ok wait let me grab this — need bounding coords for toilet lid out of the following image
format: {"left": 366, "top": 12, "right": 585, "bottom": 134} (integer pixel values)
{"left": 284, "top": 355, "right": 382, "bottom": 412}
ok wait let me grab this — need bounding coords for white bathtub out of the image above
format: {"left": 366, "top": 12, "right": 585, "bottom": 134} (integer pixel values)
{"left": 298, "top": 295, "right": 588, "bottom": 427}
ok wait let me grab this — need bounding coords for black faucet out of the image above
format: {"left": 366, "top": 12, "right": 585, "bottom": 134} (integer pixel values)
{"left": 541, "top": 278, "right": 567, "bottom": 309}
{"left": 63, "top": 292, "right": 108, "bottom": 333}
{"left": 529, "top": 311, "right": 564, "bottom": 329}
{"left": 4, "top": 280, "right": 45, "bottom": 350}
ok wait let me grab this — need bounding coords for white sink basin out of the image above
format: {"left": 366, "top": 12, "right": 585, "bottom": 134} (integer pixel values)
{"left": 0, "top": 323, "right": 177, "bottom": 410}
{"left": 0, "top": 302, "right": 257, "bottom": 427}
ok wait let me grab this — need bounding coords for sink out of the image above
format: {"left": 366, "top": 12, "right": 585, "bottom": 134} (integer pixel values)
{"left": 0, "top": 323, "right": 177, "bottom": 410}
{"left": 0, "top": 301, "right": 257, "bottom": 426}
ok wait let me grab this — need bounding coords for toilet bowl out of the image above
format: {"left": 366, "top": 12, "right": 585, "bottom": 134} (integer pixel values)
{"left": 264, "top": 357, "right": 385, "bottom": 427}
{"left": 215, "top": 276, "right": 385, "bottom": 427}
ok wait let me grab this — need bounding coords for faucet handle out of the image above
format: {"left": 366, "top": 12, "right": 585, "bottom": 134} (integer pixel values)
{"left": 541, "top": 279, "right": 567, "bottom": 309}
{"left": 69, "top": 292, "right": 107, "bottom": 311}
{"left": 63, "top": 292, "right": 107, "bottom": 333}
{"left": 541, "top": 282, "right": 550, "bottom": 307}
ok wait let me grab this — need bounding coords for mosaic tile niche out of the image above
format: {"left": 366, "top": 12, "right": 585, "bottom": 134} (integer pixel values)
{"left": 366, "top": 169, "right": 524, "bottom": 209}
• • • •
▸ **ABOUT THIS EXERCISE**: Tally the lines of the material that contain the word "wait" and say the number, nothing more.

▸ **WRITTEN ANSWER**: 8